Exercise requirements - Give as a numbered list every line of the material from the line containing "367L414 408L438 409L433" down to the line containing "positive clicks: (422, 408)", including both, and omit any blank lines.

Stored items
==*==
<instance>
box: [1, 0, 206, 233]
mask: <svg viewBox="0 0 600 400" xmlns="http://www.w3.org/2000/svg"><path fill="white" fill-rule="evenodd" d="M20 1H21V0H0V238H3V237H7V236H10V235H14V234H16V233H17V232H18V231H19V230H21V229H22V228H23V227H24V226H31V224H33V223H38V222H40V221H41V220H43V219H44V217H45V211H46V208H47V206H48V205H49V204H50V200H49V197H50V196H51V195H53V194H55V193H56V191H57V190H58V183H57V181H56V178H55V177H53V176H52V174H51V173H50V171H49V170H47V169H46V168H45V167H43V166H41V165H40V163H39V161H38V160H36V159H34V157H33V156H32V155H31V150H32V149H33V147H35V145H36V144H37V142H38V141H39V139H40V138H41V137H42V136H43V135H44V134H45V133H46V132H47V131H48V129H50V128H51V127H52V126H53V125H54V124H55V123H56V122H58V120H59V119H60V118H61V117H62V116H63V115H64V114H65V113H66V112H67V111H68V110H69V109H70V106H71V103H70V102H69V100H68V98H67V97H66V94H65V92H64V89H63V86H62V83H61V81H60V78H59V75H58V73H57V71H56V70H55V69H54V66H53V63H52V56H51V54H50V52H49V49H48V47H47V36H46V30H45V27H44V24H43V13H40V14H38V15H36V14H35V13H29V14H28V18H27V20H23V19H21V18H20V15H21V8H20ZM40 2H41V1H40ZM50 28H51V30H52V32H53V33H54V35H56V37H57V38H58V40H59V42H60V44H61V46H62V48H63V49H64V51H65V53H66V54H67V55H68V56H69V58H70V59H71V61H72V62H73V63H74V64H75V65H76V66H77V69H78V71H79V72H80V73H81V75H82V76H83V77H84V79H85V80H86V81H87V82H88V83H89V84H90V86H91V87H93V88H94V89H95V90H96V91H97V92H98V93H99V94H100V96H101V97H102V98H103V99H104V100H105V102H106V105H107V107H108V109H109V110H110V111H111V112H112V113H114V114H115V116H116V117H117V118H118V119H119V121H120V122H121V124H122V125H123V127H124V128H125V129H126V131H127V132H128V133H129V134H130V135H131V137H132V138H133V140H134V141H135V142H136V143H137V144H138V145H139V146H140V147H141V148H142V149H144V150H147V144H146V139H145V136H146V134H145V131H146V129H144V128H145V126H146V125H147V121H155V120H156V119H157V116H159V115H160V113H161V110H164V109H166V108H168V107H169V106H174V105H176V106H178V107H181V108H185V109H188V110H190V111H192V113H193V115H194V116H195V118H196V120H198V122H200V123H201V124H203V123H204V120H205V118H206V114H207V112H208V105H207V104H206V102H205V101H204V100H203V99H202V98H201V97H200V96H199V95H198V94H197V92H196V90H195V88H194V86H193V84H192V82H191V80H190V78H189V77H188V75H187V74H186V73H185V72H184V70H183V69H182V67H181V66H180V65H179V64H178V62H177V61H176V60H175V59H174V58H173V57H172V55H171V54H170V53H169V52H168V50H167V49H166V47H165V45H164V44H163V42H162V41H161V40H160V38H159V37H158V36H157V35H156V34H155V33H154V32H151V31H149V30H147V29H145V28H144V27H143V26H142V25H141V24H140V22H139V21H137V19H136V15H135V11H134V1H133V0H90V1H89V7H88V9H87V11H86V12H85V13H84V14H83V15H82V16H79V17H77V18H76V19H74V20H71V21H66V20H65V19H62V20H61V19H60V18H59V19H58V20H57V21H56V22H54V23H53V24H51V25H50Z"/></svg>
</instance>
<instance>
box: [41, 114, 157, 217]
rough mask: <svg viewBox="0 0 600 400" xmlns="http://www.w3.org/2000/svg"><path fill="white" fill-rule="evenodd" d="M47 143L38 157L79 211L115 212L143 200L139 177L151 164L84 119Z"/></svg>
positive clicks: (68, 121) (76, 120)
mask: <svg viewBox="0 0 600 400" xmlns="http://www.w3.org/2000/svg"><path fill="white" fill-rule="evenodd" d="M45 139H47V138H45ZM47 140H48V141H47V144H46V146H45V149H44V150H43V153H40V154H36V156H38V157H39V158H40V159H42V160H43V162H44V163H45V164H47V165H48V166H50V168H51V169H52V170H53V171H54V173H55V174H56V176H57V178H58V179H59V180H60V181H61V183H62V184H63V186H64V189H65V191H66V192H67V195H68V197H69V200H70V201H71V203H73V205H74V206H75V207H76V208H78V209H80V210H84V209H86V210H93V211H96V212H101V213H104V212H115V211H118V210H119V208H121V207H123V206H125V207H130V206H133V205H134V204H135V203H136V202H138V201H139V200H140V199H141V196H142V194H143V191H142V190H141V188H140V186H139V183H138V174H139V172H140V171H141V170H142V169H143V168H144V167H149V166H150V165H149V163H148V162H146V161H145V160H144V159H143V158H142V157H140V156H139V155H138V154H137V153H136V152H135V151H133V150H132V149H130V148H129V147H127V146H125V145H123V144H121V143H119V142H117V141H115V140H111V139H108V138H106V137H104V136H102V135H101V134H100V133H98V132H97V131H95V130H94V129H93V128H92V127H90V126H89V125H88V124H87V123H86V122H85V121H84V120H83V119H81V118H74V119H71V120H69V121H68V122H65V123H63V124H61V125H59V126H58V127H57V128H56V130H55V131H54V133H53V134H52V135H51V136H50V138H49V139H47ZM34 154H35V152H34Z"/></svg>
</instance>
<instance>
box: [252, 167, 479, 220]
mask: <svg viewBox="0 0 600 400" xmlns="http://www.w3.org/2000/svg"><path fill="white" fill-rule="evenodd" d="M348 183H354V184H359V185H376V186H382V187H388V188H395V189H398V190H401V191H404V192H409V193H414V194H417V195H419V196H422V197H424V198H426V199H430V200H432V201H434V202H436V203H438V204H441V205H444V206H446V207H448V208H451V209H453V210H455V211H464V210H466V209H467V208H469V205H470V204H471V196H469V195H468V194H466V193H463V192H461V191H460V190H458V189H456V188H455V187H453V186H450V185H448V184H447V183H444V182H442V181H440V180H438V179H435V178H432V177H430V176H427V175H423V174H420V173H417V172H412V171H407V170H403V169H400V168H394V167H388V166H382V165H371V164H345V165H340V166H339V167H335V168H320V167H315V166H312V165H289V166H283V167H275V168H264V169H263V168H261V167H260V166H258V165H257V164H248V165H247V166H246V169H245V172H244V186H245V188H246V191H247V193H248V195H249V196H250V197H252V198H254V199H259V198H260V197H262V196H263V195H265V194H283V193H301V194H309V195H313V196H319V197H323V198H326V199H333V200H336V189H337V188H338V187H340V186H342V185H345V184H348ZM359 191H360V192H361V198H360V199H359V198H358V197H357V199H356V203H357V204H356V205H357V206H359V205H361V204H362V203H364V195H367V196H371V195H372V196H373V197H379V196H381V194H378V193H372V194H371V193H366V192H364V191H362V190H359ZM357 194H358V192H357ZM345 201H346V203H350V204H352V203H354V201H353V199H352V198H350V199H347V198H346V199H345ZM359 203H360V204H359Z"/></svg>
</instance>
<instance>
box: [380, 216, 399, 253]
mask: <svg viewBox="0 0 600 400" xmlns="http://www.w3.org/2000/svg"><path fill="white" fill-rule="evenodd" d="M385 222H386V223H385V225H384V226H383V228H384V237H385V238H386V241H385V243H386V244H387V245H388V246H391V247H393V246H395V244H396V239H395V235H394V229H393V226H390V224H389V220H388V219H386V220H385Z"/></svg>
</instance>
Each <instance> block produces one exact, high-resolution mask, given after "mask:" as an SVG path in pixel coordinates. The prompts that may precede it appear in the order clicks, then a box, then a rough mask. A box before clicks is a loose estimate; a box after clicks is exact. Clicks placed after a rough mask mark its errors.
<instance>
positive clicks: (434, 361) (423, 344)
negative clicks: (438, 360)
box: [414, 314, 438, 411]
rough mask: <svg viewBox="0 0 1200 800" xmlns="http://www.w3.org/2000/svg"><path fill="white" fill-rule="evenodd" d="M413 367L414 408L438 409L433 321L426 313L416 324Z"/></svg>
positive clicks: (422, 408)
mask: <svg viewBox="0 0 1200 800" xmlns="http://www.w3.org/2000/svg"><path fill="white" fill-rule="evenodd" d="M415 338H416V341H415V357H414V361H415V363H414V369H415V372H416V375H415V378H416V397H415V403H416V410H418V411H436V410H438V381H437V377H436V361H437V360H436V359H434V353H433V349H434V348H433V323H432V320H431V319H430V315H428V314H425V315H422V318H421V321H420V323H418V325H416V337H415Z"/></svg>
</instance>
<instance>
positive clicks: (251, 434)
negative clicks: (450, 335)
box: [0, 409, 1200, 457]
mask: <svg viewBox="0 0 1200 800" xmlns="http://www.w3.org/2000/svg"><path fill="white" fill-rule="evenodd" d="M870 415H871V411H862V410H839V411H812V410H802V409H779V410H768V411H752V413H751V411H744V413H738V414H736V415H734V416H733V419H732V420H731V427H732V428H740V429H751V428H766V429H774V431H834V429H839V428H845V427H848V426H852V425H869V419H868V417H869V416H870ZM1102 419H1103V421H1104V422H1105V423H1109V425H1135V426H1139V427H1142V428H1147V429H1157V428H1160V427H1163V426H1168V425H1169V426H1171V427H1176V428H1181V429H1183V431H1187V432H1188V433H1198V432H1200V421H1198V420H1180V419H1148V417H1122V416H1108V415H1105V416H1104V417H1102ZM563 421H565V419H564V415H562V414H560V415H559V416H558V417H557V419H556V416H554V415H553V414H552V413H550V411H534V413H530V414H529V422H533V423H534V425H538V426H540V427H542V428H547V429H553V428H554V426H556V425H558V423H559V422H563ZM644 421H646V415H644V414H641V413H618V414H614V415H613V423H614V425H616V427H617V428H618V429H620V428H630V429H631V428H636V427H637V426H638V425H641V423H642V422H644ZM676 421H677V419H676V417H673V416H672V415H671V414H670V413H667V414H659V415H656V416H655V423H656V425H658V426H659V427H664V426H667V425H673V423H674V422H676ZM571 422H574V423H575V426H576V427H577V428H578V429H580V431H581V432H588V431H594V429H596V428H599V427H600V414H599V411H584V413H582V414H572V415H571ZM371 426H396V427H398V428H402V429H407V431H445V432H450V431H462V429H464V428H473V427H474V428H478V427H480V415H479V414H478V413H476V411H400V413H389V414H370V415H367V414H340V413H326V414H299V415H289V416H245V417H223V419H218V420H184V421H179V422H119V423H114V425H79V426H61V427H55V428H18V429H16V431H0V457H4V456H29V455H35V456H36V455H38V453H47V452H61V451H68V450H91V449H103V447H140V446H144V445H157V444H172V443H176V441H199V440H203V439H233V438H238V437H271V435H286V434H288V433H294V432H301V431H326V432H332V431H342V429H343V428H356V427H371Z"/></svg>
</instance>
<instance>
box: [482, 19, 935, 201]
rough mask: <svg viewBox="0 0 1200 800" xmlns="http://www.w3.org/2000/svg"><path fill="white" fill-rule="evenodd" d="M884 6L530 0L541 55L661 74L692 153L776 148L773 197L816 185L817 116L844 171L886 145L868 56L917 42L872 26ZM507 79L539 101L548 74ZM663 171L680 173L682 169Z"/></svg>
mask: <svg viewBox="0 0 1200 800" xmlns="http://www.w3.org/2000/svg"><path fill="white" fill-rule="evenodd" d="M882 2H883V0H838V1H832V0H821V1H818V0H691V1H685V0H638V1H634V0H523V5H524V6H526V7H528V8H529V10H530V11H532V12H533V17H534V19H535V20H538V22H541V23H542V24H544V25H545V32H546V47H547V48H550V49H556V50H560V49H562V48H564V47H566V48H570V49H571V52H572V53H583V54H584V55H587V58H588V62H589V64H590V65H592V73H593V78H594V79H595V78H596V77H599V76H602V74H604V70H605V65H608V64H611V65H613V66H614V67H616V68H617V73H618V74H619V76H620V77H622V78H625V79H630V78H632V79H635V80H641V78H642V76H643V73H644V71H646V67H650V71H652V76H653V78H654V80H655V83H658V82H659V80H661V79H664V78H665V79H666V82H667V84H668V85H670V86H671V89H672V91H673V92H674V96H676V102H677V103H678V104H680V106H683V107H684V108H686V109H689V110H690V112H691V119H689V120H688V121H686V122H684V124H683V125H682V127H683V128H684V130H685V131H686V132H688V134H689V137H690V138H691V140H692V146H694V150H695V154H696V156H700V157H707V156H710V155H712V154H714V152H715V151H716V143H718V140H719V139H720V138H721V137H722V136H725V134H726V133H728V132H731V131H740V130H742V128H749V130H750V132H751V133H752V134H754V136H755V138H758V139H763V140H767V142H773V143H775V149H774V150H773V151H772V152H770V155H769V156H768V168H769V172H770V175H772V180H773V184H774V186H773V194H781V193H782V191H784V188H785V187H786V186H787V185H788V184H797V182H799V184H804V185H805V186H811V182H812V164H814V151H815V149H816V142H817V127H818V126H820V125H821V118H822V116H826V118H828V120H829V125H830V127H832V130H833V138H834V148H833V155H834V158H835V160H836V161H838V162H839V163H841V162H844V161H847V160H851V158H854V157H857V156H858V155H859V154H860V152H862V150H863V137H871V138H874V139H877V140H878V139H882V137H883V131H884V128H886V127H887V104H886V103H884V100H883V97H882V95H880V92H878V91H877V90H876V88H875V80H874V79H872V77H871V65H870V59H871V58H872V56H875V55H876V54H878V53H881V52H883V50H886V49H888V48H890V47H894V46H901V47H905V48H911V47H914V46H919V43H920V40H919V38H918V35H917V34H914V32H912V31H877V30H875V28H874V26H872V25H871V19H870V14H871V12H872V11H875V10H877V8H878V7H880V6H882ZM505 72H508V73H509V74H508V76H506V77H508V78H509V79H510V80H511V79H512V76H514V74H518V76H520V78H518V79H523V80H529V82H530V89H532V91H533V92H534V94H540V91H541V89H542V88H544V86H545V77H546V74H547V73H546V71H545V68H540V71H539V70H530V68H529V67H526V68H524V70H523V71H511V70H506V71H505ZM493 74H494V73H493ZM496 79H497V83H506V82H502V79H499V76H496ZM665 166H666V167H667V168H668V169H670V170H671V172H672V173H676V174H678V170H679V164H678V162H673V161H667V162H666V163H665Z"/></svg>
==*==
Response area -
1. rough mask: <svg viewBox="0 0 1200 800" xmlns="http://www.w3.org/2000/svg"><path fill="white" fill-rule="evenodd" d="M413 367L414 408L438 409L433 321L426 313L416 324Z"/></svg>
2. positive clicks: (422, 408)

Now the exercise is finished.